▶ [Document segment]
= = = =
How Access to Outdoor Space Affects Mental Health

Birds Eye View of Renaissance Commons Courtyard

Ever wonder why, when people are overwhelmed, a typical response is to go outside, take a walk, or exercise? Why do we often hear “I need to get some air” associated with stress?

It’s because being outdoors enveloped in the sunshine, surrounded by nature, has a nearly instantaneous positive effect on a person’s well-being.

However, the COVID stay-at-home orders further exposed the inequities of access to housing and housing with outdoor space. While outdoor space is directly correlated to improved mental health, those experiencing houselessness are often not considered in this conversation.

Here’s what we know:

How can architects help residents’ mental health?

As designers of affordable housing, we have a unique opportunity to provide healthy, inspiring spaces for people experiencing financial hardship. Working within our client’s budgets and our county’s codes, private patios or balconies are not always attainable, but, through creative design solutions, usable outdoor spaces almost always are.
= = = =
▶ [Data records]
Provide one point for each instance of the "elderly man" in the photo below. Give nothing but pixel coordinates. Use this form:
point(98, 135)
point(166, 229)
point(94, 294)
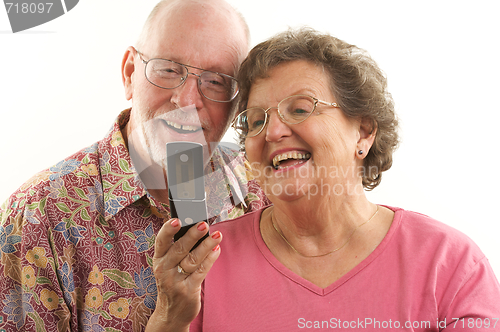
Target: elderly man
point(77, 240)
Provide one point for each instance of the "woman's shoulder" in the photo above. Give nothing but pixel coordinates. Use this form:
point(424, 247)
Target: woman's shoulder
point(427, 235)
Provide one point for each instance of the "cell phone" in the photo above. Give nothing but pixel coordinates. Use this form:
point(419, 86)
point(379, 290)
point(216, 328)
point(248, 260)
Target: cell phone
point(186, 185)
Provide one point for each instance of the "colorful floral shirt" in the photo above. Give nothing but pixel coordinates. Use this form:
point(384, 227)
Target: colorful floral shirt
point(77, 239)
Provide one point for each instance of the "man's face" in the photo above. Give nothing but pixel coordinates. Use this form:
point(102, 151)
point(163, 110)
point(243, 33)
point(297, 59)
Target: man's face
point(183, 113)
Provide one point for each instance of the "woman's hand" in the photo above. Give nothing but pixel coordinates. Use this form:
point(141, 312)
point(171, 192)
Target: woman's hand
point(179, 274)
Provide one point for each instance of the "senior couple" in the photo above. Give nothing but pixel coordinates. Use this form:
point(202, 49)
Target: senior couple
point(88, 243)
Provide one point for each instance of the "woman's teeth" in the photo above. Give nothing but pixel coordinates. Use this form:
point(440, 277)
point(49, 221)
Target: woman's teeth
point(289, 155)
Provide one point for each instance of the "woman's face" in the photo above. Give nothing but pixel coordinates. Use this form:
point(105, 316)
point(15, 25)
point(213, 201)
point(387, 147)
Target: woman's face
point(318, 155)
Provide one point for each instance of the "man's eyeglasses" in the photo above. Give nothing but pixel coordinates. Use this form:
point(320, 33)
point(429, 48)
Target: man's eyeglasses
point(292, 110)
point(167, 74)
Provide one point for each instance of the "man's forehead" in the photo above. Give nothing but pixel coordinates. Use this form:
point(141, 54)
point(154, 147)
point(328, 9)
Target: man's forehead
point(200, 41)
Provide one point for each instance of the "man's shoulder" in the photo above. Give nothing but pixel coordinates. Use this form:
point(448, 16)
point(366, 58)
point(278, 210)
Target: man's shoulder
point(77, 169)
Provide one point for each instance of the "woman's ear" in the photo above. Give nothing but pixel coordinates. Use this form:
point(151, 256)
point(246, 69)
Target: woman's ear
point(367, 133)
point(128, 68)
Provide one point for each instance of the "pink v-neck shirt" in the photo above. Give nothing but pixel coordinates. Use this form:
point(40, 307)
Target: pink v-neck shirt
point(423, 276)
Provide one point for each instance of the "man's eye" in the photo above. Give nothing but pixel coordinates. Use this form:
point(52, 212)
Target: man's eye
point(256, 124)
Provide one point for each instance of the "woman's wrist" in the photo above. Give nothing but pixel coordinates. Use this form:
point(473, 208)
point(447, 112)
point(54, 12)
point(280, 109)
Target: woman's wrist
point(160, 322)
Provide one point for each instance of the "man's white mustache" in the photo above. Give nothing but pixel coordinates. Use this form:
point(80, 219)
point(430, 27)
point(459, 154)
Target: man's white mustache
point(184, 115)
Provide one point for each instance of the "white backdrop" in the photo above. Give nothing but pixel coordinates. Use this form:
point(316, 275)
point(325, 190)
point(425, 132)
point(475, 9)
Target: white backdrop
point(61, 91)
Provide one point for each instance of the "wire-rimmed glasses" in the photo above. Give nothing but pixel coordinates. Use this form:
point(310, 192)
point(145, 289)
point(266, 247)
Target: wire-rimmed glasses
point(168, 74)
point(292, 110)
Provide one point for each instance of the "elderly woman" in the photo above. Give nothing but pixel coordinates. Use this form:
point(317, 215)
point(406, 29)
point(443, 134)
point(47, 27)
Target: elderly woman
point(318, 126)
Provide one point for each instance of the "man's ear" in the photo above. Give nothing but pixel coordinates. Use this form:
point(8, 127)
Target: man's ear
point(367, 133)
point(128, 68)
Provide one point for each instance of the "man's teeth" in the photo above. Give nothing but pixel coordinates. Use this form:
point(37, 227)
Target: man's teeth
point(183, 127)
point(289, 155)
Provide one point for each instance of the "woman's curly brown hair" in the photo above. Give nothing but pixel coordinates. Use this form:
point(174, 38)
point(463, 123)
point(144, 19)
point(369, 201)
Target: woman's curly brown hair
point(358, 84)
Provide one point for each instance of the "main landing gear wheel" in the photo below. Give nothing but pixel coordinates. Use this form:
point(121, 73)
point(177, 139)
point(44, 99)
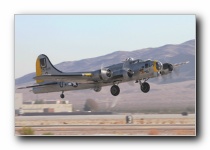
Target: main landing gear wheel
point(145, 87)
point(62, 95)
point(115, 90)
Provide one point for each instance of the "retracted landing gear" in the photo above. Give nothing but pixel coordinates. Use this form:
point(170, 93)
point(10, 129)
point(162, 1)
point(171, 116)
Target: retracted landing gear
point(62, 95)
point(115, 90)
point(145, 87)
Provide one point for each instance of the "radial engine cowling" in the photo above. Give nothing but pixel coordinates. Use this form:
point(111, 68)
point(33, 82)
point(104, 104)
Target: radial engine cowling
point(106, 73)
point(167, 68)
point(128, 74)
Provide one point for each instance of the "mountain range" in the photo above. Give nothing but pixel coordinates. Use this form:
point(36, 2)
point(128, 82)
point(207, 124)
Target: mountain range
point(167, 92)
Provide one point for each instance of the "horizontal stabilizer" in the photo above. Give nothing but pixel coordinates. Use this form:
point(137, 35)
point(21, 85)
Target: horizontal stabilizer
point(180, 64)
point(38, 85)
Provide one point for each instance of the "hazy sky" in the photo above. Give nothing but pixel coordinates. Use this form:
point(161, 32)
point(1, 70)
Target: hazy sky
point(75, 37)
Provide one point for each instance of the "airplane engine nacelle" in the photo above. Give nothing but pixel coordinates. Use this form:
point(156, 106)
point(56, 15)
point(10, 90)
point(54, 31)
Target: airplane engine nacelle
point(128, 74)
point(167, 68)
point(106, 73)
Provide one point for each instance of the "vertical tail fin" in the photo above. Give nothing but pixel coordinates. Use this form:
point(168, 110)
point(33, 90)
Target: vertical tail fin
point(45, 67)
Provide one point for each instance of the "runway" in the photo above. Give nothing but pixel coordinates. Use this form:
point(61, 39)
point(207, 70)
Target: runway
point(110, 125)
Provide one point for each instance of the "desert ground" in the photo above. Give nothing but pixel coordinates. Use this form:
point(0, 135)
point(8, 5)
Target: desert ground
point(109, 125)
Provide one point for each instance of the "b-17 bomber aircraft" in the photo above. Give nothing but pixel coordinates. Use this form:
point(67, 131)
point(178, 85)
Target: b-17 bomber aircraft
point(49, 79)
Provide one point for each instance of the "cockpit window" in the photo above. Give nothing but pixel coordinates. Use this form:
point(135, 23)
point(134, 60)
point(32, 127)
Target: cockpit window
point(43, 62)
point(158, 65)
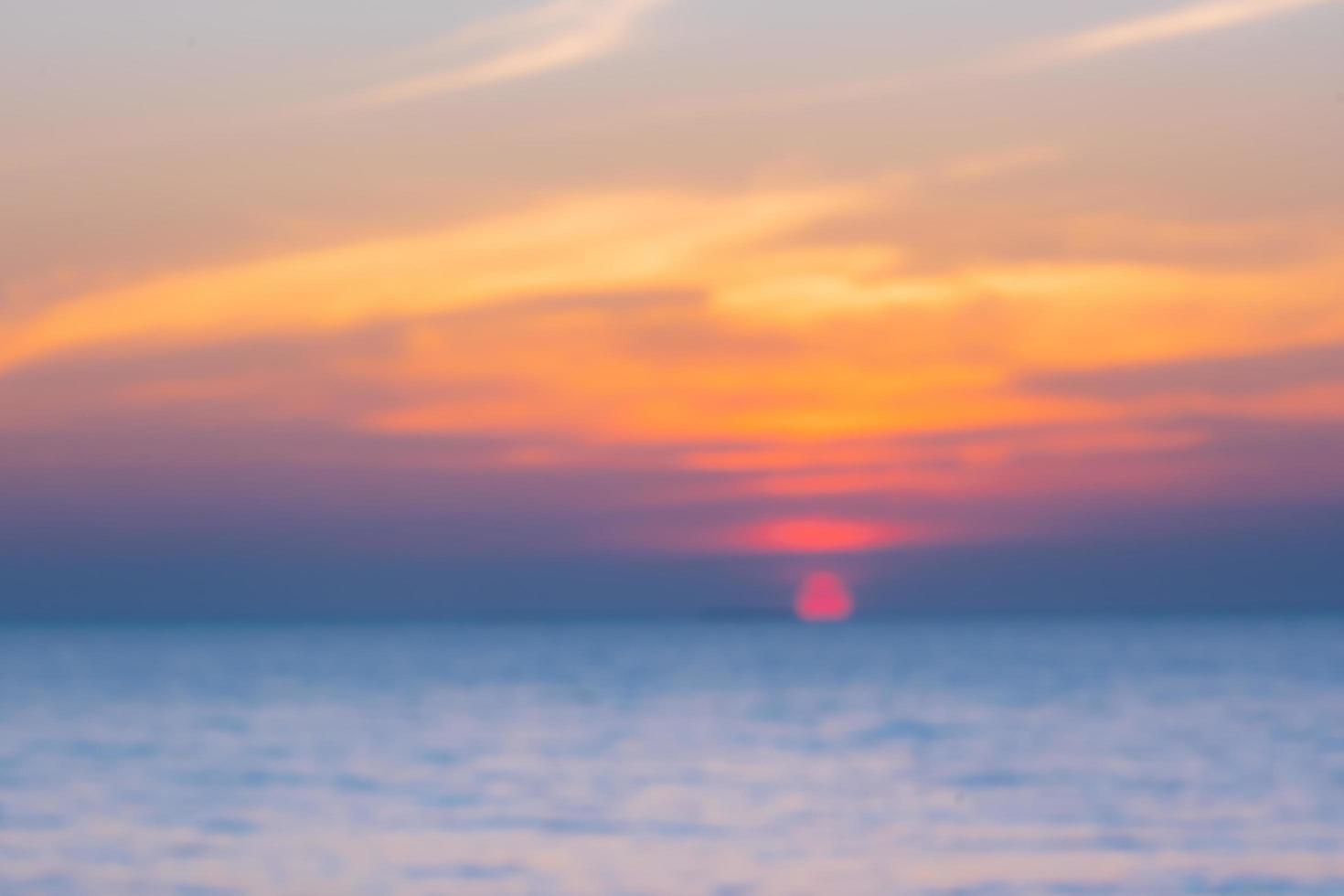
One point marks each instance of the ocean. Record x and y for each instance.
(925, 755)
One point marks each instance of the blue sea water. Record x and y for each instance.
(988, 756)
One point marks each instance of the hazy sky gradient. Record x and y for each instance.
(669, 283)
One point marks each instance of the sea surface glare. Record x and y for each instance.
(977, 756)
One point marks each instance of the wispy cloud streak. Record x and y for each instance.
(1051, 53)
(1183, 22)
(514, 46)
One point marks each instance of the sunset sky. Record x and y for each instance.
(509, 303)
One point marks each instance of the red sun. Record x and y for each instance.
(823, 597)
= = = =
▶ [Problems to work on]
A) Could you copy out the part of the outdoor space article between "However, the COVID" and "in this conversation.", inclusive?
B) Can you carry the article on outdoor space and mental health forward from where it stops?
The listing has no connection to the article on outdoor space and mental health.

▶ [Exercise results]
A)
However, the COVID stay-at-home orders further exposed the inequities of access to housing and housing with outdoor space. While outdoor space is directly correlated to improved mental health, those experiencing houselessness are often not considered in this conversation.

B)
How we design an apartment can encourage increased interaction between indoor/outdoor spaces. The 99 PI Podcast Episode, “The Great Indoors,” discusses the topic of permeability between indoor and outdoor environments and how a view of green space alone can improve mental health. Large windows optimized for natural light to flood into a home can increase a person’s connectedness to nature. Windows that open and allow fresh air and ventilation improve physical health by reducing the spread of infection. Having access to these benefits inside a person’s home, while seemingly minor, can drastically impact their perception of life.

Examples of Outdoor Spaces for Affordable Housing

Westlake Christian Terrace West Affordable Apartments

Older Adults Walking In Courtyard

At Westlake Christian Terrace West, an affordable apartment building for older adults, residents made their desire for usable outdoor space known. During community input, residents emphasized the importance of indoor/outdoor living. Designers responded to this need by providing a landscaped courtyard outside of the community room and outdoor exercise equipment on the exterior of the community gym. This permeable layout uses active design, increasing opportunities for daily physical activity for residents.

Renaissance Commons Affordable Apartments

Courtyard Surrounded By Apartments

Renaissance Commons invites residents outside. Oversized windows in every apartment look out to one of three central courtyards. Community rooms have floor-to-ceiling windows with wide doors leading to outdoor seating.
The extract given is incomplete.